TO BE DONE: Display every line below that contains the word "wearing".

THE DATA:
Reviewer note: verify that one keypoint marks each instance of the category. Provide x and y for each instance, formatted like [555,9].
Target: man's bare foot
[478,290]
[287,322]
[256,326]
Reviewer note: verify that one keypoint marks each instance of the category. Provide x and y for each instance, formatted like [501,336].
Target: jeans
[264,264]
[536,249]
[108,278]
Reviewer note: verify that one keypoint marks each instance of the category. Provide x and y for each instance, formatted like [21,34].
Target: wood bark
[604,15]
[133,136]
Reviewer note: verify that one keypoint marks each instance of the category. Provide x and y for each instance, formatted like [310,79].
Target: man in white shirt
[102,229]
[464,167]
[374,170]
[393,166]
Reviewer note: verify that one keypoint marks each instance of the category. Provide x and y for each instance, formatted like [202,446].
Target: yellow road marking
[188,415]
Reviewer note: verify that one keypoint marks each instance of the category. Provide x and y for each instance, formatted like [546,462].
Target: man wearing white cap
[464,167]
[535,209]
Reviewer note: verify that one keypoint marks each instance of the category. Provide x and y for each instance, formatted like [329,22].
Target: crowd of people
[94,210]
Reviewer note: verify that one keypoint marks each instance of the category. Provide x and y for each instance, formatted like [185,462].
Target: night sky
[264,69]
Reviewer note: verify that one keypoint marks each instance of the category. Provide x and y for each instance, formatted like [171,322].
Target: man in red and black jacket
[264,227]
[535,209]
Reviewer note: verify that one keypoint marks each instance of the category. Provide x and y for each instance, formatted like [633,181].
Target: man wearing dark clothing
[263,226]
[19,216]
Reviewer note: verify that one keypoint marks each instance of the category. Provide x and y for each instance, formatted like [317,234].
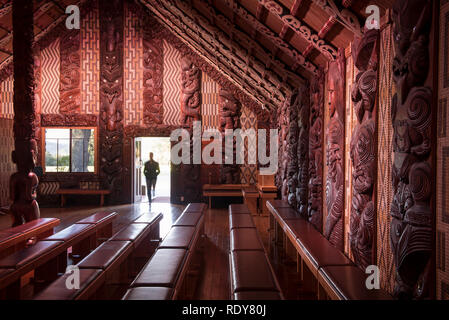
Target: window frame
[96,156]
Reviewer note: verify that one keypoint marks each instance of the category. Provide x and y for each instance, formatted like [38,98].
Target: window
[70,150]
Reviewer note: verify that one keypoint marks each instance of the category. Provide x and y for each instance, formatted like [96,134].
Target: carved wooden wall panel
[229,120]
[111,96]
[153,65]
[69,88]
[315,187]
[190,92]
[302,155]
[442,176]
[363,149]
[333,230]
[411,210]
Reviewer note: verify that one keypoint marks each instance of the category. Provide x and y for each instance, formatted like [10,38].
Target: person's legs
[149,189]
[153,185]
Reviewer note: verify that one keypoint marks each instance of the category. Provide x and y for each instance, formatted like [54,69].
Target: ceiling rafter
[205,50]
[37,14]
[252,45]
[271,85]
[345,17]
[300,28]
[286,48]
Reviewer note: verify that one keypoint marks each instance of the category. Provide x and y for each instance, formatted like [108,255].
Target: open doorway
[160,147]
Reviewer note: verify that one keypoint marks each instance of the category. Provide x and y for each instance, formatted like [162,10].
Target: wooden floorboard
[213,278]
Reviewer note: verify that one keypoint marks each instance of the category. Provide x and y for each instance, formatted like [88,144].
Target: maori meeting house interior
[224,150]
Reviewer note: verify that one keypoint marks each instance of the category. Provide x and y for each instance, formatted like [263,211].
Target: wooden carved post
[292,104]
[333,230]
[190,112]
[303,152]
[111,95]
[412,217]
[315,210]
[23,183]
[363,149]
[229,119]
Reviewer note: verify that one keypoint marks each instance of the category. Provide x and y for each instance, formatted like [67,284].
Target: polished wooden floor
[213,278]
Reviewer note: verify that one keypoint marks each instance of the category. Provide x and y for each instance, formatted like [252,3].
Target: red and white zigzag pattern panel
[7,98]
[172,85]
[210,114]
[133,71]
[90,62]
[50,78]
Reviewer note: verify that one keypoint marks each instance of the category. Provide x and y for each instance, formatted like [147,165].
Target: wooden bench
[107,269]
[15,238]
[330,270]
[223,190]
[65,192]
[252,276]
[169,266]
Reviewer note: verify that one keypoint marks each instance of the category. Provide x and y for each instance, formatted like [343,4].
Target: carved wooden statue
...
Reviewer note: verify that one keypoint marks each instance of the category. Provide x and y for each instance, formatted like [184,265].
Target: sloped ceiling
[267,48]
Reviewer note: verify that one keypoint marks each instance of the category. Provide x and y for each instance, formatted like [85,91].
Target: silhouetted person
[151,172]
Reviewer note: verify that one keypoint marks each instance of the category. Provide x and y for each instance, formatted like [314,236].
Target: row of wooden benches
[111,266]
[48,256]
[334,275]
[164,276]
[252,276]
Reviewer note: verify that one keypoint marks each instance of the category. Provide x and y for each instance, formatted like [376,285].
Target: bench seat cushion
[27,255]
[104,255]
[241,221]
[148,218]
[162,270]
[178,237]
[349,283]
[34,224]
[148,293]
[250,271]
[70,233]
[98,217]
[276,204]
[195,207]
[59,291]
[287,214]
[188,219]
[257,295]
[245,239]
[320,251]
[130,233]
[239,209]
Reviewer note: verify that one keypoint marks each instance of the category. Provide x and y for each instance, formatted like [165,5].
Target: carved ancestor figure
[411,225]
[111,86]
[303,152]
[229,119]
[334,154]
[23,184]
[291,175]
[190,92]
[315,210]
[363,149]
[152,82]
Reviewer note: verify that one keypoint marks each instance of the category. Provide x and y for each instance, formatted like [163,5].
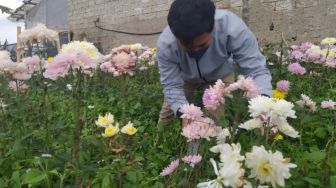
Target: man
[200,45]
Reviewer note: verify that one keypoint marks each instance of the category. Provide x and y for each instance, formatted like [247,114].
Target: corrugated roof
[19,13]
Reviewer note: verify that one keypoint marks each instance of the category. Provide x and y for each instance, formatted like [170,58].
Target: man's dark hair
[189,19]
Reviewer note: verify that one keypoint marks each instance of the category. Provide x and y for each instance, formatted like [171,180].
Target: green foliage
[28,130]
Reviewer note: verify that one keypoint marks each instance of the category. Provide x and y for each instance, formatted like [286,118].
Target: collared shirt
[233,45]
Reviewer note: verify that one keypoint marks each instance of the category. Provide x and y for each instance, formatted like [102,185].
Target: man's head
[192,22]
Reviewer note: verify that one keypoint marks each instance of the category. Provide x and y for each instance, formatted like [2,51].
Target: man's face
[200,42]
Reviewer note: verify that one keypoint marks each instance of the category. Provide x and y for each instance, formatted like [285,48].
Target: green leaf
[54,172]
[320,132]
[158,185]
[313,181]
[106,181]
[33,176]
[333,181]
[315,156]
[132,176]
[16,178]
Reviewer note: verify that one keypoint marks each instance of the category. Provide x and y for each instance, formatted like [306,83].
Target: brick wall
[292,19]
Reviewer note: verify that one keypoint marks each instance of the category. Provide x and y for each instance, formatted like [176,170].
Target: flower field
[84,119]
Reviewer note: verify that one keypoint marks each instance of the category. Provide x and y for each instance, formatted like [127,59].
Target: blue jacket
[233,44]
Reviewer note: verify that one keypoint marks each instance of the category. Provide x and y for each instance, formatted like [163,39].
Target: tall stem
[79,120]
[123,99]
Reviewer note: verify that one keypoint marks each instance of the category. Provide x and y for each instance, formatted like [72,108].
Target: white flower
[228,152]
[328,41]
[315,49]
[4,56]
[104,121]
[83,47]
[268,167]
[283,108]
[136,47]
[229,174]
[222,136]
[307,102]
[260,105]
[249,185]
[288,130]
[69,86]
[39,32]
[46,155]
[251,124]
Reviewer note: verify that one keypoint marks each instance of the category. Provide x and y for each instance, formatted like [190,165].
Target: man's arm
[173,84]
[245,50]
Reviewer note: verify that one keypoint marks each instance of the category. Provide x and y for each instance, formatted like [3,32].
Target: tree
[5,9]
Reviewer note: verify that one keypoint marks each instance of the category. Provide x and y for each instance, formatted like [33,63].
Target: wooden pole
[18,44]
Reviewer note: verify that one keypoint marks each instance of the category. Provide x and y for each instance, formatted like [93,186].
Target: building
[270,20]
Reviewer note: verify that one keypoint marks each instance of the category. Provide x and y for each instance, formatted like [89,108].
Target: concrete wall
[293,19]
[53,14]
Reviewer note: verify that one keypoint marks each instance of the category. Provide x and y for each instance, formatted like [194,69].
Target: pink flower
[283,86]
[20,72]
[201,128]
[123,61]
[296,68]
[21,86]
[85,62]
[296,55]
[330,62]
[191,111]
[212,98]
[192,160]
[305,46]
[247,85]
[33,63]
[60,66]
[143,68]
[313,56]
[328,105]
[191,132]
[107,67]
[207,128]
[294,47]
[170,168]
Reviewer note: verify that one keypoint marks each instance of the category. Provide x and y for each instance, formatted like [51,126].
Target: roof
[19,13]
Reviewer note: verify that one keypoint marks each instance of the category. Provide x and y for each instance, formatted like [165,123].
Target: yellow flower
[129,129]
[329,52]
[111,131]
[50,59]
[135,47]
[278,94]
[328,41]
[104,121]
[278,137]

FULL RESPONSE:
Target: man wearing white cap
Target: man wearing dark clothing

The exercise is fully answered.